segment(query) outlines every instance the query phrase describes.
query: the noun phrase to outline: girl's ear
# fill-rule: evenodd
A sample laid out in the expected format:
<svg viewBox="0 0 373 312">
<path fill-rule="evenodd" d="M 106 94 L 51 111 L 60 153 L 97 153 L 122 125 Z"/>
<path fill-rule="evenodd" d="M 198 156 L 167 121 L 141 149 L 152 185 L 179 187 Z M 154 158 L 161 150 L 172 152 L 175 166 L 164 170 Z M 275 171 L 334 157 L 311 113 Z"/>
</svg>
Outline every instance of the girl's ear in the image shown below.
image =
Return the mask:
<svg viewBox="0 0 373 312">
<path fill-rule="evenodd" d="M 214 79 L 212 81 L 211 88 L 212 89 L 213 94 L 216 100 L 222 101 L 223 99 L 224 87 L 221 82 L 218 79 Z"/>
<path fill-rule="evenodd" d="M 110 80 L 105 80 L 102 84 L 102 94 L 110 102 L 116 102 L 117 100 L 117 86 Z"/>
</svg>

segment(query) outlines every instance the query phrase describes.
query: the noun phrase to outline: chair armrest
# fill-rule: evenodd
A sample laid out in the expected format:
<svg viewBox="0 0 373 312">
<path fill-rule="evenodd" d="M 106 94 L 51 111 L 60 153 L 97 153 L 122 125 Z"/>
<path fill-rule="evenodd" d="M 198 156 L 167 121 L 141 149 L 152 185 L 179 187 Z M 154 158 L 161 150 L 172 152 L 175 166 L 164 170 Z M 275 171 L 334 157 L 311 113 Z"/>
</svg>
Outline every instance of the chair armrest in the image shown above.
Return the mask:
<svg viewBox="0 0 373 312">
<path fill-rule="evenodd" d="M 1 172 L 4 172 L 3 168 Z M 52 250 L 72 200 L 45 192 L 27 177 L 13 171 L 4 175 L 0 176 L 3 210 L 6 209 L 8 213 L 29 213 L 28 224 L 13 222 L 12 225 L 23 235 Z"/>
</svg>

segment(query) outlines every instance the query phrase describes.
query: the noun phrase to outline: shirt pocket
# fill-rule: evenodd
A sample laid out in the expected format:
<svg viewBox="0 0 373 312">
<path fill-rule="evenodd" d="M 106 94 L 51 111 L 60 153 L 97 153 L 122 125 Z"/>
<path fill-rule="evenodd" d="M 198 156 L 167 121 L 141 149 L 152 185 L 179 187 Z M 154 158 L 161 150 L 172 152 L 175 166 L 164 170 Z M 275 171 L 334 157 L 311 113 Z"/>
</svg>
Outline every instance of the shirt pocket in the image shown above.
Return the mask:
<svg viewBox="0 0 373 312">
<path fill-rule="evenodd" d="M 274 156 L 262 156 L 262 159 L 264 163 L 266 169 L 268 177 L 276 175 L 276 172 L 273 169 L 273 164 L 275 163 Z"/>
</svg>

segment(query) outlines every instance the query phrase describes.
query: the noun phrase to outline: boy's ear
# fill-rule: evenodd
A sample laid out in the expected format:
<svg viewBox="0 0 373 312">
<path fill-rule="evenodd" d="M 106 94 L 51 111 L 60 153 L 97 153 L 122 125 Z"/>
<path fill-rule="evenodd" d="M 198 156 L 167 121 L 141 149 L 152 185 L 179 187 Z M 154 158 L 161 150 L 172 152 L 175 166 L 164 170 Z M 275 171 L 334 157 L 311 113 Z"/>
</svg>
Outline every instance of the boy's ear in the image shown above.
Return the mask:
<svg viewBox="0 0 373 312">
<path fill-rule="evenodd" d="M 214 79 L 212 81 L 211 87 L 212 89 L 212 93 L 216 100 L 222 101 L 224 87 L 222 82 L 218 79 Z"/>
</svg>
-.-.-
### OBJECTIVE
How many lines of the records above contain the string "chair", matching case exactly? Reply with the number only.

### ANSWER BELOW
2